Exercise requirements: State how many lines of the listing below include the word "hillside". Give only the number.
=== Section Start ===
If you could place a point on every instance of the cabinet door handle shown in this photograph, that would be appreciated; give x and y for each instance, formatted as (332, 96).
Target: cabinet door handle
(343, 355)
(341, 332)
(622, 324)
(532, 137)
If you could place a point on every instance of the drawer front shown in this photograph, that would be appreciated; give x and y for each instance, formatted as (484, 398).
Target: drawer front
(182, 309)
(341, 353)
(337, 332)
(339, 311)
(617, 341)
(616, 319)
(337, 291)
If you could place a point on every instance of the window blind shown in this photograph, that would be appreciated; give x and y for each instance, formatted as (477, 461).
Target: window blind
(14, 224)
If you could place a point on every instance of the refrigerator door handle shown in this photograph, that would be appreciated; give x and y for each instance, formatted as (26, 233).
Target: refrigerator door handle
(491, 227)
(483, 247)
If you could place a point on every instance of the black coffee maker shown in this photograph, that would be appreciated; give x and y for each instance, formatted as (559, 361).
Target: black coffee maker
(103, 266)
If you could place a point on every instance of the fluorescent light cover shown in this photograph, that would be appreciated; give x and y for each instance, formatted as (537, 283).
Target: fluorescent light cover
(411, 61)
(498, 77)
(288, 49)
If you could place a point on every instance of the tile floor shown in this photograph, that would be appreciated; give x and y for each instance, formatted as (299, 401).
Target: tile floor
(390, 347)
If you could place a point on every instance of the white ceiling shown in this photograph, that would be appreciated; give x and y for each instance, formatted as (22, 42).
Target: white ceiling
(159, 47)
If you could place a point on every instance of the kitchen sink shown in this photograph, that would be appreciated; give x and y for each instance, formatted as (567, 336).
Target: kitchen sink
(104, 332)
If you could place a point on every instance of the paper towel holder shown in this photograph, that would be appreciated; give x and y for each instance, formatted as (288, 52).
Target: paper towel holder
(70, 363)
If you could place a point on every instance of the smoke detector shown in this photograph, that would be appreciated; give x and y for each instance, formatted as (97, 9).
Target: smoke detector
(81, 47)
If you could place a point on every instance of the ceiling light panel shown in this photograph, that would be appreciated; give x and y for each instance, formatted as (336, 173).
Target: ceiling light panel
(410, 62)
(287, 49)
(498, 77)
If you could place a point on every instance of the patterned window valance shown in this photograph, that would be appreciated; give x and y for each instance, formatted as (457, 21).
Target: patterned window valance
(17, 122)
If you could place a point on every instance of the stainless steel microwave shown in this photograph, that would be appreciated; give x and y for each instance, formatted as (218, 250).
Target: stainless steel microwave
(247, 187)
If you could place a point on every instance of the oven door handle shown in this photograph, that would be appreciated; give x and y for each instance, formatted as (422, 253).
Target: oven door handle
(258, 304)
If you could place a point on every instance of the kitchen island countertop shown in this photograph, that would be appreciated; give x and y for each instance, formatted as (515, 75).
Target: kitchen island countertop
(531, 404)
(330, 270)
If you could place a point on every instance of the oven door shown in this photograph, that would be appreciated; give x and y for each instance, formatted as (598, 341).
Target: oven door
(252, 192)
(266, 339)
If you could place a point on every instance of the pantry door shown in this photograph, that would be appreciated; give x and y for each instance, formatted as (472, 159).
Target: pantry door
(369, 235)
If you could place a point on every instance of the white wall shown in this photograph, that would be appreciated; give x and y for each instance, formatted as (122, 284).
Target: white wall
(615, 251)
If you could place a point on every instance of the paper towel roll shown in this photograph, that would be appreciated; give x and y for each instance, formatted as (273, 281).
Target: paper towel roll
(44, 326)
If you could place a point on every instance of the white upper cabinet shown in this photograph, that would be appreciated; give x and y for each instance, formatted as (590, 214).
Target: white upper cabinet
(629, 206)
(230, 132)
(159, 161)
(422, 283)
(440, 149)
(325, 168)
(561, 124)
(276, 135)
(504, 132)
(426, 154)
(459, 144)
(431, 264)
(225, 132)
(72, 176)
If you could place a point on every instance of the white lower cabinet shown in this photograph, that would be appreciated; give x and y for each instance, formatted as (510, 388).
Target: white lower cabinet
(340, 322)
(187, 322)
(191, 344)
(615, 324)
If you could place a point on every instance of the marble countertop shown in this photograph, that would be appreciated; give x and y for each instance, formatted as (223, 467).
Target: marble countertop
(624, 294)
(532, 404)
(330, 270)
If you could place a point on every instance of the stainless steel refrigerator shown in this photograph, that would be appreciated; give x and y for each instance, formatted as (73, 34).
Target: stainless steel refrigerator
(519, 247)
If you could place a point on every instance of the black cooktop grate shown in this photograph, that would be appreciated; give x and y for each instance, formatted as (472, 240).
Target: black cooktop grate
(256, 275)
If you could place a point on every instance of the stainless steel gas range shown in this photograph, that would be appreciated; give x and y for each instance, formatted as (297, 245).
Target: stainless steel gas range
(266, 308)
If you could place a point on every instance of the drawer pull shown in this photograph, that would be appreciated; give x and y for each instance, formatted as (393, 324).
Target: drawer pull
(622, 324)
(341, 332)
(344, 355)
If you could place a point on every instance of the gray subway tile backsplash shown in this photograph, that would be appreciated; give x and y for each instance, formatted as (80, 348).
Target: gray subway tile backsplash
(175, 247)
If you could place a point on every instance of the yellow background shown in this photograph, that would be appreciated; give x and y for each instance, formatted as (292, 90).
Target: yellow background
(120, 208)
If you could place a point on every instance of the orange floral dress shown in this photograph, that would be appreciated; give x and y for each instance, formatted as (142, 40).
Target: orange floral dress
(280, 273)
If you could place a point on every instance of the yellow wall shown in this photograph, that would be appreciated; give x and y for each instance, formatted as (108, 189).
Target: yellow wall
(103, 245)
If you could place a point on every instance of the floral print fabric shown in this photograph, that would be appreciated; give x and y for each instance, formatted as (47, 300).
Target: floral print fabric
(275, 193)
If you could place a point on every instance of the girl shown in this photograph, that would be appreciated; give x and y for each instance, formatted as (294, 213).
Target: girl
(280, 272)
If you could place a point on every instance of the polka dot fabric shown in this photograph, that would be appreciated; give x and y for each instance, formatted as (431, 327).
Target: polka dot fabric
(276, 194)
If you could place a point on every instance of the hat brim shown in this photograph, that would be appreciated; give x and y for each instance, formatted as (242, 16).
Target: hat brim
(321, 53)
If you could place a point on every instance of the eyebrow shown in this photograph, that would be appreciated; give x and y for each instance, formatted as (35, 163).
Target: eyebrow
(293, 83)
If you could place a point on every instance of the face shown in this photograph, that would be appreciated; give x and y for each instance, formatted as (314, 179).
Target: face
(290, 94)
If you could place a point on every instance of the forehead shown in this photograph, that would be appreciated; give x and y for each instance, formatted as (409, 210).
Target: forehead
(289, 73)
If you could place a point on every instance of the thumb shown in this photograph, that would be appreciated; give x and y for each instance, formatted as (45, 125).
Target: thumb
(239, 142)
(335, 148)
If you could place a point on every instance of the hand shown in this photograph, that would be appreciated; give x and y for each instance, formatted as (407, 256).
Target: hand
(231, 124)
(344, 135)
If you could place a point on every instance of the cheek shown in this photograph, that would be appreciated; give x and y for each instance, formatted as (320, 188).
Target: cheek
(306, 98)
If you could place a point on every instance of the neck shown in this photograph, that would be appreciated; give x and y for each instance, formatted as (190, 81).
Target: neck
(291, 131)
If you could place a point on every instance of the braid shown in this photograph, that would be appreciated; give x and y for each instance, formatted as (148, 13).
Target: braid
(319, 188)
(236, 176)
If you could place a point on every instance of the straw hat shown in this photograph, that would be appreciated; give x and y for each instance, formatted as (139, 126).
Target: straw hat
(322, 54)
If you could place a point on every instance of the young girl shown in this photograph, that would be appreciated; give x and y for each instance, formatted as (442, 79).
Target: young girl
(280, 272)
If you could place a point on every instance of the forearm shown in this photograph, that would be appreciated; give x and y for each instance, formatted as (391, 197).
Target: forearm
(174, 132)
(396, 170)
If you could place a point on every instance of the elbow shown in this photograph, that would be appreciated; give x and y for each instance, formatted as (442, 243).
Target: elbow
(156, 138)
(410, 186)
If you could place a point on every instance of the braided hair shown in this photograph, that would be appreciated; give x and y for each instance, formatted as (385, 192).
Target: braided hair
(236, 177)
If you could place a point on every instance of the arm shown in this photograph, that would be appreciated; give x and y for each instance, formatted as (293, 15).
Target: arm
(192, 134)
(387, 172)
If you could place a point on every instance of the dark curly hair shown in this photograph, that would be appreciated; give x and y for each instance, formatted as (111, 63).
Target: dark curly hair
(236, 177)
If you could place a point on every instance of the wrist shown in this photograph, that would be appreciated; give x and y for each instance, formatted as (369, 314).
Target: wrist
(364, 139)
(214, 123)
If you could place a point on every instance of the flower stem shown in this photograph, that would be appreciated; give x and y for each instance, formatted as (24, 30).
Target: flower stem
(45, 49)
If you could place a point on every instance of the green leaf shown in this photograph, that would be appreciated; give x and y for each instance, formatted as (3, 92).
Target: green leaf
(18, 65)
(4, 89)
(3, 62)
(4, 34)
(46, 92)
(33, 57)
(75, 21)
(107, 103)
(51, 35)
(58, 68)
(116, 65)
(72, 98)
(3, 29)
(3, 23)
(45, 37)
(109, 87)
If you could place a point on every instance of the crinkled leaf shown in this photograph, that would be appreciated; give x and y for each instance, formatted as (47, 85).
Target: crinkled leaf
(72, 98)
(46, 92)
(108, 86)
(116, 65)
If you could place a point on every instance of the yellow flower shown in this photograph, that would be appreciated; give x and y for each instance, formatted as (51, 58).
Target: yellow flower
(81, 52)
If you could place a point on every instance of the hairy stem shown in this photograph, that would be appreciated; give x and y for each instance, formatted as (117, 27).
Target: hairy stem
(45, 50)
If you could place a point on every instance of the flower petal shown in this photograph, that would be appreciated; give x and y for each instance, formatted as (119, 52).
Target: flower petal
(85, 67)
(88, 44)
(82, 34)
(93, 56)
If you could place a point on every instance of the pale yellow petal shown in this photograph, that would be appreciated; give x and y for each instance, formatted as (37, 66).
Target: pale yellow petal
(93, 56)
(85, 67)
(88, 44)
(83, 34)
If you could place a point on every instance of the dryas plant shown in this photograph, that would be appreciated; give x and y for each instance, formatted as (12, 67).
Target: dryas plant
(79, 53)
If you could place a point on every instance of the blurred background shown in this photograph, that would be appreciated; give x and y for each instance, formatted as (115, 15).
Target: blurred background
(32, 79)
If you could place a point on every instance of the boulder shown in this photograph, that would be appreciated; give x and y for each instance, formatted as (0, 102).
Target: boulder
=== Section End ===
=== Section Start ===
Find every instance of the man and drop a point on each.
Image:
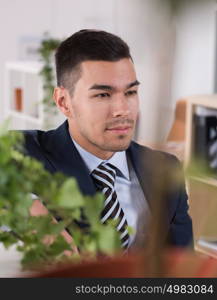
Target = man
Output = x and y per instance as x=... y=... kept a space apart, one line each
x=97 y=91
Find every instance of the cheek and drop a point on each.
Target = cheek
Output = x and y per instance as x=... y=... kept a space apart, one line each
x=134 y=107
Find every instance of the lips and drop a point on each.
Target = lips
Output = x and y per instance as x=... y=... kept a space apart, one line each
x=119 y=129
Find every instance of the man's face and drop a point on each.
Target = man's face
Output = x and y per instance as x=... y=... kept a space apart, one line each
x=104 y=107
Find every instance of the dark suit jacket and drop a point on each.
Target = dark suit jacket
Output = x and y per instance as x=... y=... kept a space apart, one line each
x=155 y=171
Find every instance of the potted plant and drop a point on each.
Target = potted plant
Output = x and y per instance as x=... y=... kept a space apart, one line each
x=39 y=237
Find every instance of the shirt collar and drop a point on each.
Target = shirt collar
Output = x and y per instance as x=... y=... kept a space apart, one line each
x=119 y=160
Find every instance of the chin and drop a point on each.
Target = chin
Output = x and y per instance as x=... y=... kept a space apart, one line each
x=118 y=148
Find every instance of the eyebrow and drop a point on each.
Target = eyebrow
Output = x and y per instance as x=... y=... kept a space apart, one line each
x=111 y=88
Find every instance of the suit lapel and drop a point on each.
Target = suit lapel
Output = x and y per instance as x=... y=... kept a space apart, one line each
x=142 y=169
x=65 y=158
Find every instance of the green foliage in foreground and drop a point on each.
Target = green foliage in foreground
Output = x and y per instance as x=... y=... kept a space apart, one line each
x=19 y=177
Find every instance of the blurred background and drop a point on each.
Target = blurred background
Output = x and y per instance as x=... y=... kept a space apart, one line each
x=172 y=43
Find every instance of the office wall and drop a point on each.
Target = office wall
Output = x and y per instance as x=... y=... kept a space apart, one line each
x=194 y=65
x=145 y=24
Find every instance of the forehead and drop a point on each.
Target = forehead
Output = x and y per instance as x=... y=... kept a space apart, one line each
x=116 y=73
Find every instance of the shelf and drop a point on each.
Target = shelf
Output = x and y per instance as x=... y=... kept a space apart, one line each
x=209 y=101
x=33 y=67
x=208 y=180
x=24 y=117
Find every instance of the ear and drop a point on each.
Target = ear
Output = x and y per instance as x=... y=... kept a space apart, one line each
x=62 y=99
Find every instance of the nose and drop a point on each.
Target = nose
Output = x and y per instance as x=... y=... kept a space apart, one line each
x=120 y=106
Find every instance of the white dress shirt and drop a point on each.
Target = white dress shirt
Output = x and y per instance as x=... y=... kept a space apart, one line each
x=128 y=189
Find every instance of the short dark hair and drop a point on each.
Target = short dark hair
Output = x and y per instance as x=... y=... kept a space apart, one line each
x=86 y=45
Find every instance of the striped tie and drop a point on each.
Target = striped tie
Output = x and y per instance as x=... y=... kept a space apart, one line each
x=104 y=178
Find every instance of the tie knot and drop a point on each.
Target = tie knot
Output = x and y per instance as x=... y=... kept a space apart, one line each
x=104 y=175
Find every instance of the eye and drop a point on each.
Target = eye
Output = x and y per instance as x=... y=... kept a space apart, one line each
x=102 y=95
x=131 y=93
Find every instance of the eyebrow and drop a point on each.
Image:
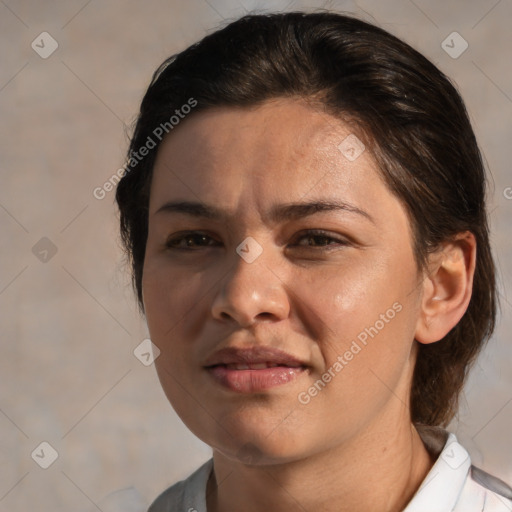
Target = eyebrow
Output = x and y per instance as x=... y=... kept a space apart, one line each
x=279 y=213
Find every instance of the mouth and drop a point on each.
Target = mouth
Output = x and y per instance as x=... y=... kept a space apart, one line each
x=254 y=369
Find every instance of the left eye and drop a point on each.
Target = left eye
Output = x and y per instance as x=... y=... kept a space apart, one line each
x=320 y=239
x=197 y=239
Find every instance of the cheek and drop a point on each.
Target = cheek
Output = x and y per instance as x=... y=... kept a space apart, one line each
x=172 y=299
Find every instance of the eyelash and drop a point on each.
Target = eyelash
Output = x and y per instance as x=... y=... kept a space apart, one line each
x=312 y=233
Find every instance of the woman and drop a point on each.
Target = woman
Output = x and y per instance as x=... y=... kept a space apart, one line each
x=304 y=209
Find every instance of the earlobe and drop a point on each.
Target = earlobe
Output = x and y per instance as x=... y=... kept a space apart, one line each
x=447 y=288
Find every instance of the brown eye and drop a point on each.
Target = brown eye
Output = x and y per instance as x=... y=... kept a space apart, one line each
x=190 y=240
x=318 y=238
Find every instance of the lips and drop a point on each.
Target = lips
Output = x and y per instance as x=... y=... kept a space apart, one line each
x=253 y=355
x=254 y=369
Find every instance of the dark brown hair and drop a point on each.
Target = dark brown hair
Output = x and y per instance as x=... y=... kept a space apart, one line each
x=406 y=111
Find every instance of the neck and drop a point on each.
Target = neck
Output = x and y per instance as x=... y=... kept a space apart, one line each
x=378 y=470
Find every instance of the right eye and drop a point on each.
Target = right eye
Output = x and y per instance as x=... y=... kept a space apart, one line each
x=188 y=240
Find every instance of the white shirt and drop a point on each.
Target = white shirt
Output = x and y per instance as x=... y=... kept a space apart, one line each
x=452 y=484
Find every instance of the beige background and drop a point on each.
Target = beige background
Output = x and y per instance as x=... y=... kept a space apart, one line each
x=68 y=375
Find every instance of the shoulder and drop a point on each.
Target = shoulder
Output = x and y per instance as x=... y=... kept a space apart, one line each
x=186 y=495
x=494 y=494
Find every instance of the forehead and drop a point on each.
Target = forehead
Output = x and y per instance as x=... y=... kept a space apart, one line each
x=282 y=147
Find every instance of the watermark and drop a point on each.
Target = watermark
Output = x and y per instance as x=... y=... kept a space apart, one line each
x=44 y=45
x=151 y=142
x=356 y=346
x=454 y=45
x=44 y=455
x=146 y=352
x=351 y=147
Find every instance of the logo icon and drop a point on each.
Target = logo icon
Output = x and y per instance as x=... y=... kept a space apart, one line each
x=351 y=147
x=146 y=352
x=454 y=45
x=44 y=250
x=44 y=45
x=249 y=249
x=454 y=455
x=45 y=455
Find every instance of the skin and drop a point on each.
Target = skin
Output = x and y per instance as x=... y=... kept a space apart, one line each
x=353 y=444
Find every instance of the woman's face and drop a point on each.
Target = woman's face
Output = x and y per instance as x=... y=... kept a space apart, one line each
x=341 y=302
=== Section End ===
=== Section Start ===
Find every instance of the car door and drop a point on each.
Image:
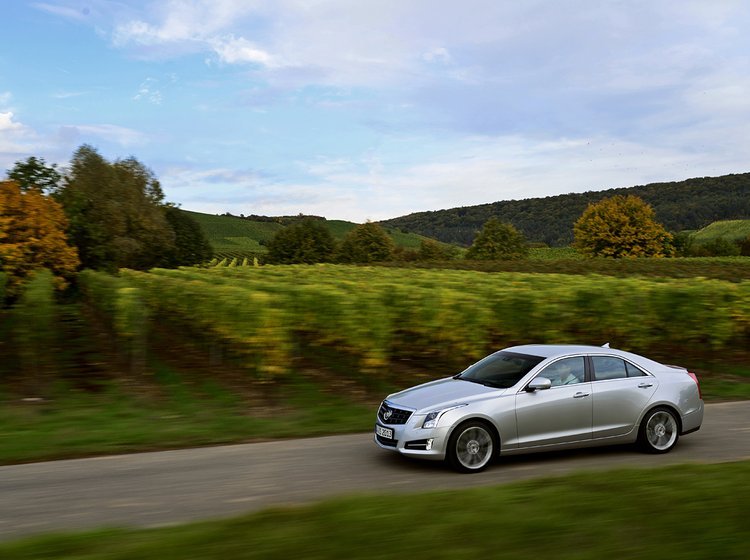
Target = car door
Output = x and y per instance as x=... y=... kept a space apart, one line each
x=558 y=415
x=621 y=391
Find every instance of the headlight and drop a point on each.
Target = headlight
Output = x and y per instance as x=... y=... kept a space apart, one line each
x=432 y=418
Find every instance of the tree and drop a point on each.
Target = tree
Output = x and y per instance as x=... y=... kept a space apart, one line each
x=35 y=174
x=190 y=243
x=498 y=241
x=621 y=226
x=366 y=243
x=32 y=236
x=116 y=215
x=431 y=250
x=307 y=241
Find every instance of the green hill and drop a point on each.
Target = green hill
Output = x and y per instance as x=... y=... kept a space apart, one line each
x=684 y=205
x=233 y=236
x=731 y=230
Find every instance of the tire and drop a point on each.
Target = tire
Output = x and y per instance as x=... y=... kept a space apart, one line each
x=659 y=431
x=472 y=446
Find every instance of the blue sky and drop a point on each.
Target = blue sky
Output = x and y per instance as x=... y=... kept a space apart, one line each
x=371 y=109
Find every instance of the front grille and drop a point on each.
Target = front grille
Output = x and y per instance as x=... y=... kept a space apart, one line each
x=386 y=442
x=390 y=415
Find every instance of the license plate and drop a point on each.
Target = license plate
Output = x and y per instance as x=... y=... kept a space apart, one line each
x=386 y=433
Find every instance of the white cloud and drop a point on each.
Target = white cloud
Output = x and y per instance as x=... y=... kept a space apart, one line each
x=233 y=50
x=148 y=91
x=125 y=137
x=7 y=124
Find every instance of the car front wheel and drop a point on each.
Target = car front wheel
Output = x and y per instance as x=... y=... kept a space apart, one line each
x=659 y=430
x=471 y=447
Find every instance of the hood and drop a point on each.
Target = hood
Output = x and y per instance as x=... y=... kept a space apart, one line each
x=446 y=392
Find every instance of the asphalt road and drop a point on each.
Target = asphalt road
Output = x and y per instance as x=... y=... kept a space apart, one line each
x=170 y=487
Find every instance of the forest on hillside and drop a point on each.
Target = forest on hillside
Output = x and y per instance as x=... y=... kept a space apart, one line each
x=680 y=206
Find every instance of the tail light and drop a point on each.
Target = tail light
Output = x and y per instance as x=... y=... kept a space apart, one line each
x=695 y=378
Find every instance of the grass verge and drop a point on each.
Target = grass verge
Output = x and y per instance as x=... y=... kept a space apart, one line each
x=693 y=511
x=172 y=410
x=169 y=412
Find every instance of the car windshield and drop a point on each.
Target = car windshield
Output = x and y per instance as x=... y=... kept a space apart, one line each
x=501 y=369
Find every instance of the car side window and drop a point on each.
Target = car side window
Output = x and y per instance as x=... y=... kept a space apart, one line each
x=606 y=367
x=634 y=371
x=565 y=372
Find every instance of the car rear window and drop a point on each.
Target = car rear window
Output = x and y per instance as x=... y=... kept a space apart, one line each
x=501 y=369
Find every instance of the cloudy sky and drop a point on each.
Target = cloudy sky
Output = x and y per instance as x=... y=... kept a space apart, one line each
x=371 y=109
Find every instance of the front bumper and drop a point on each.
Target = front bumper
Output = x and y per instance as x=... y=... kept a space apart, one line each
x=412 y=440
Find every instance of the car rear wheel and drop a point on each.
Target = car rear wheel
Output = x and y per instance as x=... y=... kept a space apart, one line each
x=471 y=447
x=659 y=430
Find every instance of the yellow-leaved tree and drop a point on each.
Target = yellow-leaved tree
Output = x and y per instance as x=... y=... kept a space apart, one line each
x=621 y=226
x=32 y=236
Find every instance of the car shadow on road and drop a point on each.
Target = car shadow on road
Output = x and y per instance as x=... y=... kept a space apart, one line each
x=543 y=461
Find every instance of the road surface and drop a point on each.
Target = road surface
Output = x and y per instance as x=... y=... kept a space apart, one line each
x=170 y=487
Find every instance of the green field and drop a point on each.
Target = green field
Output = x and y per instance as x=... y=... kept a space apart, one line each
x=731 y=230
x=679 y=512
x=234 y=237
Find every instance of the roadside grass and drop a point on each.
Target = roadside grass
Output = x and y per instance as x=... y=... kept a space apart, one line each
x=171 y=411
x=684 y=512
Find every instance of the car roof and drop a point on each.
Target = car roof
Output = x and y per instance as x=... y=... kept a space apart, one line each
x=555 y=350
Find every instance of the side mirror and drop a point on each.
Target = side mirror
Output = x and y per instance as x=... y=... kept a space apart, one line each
=== Section End ===
Solution: 2